| Work to be completed |
Which lines in the records below hold the word "correct"? Copy each of them.

| Collected data |
++++

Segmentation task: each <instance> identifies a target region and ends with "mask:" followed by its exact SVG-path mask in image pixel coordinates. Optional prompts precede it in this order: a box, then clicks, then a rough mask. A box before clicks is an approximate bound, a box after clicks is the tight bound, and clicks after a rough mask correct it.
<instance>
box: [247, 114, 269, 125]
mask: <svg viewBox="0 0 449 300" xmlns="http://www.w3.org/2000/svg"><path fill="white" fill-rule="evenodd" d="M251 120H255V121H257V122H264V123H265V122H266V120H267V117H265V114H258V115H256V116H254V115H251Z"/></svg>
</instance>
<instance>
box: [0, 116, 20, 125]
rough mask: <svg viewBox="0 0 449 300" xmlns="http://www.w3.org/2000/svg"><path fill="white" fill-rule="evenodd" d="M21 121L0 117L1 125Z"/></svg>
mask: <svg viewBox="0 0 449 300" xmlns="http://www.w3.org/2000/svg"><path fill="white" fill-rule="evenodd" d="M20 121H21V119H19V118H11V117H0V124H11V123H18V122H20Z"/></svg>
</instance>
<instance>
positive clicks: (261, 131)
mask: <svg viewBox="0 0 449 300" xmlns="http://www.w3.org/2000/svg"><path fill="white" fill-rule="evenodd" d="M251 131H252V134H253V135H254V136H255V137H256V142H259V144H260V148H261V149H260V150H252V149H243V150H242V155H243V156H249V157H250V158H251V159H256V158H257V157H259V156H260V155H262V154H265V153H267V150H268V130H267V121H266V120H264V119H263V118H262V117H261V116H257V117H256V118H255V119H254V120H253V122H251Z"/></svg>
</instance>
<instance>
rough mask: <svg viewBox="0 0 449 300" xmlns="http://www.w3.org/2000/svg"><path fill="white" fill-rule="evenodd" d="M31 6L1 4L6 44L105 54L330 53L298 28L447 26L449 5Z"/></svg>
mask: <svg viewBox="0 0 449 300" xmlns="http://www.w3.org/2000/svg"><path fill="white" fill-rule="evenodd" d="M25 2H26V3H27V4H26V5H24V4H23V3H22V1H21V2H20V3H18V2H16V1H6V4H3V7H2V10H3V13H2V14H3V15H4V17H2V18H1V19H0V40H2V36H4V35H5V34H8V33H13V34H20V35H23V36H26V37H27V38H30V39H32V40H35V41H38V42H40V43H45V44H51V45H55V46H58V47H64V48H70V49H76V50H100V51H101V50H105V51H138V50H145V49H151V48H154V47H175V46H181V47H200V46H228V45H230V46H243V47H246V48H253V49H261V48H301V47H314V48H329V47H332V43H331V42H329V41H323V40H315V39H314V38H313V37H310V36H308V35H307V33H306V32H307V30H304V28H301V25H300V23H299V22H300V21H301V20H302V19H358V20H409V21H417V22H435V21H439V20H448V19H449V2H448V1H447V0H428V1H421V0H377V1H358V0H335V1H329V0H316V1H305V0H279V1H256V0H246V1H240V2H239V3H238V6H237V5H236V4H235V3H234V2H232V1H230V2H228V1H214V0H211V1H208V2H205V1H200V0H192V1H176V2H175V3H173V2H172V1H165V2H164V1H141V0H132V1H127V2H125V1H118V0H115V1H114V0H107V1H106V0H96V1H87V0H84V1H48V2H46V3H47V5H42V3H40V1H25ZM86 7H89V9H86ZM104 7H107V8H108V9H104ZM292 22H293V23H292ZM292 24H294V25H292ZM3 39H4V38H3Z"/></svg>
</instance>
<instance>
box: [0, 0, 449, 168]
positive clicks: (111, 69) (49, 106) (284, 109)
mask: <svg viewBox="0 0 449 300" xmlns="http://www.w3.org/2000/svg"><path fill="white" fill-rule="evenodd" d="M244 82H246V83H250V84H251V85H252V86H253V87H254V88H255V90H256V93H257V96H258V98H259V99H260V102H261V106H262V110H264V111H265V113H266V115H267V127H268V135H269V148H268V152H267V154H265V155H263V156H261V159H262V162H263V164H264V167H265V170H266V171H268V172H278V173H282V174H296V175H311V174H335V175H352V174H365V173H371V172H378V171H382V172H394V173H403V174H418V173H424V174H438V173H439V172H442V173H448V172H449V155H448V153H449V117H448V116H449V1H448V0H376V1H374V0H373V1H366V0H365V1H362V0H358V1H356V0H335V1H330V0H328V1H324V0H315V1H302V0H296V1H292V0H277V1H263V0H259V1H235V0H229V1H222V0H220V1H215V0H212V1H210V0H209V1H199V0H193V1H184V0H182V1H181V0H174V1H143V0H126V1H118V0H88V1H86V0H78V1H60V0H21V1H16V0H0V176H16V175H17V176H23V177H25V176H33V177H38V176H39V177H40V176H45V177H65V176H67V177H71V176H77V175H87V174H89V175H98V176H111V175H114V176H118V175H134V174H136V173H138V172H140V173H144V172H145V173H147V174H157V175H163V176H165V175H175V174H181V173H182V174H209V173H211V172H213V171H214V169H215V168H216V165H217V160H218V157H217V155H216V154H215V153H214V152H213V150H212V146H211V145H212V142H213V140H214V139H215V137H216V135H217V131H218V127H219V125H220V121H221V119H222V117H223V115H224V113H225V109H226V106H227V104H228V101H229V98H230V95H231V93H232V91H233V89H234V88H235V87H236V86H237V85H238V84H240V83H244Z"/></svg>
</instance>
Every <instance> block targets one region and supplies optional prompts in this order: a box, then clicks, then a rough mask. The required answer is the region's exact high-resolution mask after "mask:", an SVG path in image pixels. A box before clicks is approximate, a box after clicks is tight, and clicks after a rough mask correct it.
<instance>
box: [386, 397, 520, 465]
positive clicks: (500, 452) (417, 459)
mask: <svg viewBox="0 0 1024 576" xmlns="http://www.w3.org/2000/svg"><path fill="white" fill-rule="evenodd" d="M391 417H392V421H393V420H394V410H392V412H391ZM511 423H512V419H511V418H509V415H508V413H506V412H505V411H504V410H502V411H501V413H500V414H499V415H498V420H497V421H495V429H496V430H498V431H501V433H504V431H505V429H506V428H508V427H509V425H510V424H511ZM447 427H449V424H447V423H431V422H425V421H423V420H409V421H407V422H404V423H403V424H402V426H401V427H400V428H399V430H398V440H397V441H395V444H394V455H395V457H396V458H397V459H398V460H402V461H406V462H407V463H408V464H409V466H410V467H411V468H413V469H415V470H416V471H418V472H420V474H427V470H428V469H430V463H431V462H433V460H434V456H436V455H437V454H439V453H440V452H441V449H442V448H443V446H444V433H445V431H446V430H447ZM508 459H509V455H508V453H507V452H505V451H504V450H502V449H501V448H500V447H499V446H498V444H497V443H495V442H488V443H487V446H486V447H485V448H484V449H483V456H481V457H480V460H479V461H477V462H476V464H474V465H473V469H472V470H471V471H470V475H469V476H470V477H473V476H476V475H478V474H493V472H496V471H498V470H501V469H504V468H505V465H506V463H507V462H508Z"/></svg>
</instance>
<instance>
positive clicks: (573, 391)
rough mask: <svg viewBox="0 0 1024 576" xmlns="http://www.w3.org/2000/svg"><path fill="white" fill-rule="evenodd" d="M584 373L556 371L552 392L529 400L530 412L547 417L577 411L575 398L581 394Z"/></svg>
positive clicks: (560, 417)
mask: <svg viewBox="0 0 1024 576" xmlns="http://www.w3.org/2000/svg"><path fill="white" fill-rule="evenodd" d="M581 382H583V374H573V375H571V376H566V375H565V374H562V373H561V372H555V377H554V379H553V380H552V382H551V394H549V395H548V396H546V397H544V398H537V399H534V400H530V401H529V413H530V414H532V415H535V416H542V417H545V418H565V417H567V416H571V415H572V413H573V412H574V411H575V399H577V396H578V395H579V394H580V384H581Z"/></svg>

++++

| Reply |
Segmentation task: each <instance> identifies a target region and ends with "mask:" followed by its exact SVG-path mask in image pixel coordinates. Optional prompts precede it in this order: a box, then clicks, then a rough mask. A box before clicks is an approximate bound, a box after clicks is the tight bound, and clicks after a rough mask correct it.
Every <instance> block targets one region and supplies optional prompts in this order: a box, then clicks, then a rough mask. The required answer is the region's exact high-resolution mask after "mask:", an SVG path in image pixels. A box before clicks is approximate, a box after clicks is tight, and clicks after a rough mask correct it.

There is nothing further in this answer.